> **How to complete this task**:
Report every line of the records below that contains the word "patch".

Natural-language object grounding data
- - - -

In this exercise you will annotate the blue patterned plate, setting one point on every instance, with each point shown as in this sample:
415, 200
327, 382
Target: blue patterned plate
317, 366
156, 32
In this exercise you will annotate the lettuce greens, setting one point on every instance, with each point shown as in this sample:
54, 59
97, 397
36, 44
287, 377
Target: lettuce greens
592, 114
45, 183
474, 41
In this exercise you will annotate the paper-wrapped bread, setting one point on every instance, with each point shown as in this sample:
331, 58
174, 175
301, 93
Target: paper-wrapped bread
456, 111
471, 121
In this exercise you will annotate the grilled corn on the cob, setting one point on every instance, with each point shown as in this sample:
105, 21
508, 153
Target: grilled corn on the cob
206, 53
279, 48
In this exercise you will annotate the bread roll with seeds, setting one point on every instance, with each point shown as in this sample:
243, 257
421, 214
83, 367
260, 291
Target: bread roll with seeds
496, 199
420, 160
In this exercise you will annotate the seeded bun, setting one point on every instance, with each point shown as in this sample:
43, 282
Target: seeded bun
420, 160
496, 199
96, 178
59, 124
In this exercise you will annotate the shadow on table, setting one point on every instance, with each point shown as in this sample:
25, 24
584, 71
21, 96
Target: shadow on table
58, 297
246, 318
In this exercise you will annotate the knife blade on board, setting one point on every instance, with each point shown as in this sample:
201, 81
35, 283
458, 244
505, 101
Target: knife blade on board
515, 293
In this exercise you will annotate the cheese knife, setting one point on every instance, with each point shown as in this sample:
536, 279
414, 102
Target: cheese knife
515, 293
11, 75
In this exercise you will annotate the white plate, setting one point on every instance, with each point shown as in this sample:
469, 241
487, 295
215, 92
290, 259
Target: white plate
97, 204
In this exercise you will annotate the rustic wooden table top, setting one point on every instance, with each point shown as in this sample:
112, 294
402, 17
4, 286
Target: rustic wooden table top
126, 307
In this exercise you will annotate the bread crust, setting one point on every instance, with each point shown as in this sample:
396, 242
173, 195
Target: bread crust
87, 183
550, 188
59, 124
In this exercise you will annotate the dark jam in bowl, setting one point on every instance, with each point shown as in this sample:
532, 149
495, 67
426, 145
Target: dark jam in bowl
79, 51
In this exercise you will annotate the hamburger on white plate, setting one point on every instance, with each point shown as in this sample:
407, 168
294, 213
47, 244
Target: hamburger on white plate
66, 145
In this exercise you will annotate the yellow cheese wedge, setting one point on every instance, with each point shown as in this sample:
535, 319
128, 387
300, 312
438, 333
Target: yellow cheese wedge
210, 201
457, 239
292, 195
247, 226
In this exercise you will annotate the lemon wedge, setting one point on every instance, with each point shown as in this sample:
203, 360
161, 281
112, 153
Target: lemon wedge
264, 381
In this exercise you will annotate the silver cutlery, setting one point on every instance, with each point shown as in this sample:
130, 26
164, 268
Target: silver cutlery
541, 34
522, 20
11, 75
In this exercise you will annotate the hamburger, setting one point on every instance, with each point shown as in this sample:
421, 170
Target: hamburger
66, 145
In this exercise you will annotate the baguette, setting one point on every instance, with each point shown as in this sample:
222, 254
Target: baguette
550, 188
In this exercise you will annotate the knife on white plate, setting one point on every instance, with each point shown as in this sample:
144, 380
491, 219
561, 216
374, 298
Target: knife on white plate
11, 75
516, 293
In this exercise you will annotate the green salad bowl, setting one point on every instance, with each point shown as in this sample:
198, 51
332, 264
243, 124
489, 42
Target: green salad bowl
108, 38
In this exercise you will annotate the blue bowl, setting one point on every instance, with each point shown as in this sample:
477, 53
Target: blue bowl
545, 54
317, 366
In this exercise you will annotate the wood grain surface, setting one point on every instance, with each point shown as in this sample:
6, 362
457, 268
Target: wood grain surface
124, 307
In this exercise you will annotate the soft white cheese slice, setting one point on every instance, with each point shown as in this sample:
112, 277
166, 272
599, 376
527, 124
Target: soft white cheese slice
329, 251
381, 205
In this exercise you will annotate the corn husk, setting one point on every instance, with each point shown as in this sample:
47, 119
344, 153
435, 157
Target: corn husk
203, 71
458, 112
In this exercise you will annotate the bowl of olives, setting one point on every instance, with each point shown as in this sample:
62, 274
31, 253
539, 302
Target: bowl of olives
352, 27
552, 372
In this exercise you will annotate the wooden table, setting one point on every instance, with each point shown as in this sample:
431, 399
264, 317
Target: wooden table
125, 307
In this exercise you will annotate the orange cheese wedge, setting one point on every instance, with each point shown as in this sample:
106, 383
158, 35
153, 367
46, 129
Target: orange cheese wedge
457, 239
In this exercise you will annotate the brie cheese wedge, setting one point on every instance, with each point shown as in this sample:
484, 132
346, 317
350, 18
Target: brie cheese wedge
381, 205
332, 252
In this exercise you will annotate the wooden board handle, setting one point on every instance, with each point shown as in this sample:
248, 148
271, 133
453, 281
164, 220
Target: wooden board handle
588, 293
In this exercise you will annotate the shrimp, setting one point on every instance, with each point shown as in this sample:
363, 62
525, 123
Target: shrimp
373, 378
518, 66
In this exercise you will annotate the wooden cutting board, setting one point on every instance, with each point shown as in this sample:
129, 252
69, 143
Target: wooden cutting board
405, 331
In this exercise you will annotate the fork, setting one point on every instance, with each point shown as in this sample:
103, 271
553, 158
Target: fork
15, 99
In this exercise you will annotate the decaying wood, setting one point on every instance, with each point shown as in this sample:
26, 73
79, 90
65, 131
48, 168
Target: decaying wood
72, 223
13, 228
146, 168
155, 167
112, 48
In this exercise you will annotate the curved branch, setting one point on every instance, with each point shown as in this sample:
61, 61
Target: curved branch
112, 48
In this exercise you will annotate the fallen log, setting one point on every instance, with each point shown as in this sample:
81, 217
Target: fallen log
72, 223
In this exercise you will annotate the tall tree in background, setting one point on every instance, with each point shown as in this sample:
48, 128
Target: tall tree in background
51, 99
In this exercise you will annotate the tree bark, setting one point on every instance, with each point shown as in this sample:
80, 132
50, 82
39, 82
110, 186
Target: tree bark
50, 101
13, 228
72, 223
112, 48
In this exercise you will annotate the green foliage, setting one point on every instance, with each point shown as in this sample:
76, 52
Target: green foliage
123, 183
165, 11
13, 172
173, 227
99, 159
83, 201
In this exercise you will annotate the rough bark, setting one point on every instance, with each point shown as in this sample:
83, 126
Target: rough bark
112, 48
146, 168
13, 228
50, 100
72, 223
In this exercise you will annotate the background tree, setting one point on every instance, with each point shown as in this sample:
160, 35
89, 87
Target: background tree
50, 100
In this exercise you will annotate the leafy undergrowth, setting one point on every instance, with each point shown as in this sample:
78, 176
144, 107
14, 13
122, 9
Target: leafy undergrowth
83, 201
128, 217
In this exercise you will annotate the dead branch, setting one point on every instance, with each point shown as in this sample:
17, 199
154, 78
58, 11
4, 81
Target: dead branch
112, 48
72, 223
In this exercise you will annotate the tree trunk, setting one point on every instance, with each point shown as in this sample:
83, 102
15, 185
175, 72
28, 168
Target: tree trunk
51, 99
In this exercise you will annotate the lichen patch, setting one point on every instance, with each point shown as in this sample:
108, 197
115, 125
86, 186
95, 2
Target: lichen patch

- - - -

> **Response to the task**:
In this exercise you will annotate the lichen patch, setting one point on every instance, with each point shown as in this sample:
Target: lichen patch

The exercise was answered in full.